◆ Listed records
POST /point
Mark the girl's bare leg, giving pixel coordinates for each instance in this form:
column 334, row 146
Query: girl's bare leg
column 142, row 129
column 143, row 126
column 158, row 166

◆ What you need to do
Whatever appears in the material must be set down again, word for word.

◆ Answer box
POST /point
Mark the girl's bare leg, giving pixel coordinates for each instance in this form:
column 334, row 146
Query: girl's bare leg
column 142, row 129
column 143, row 126
column 158, row 166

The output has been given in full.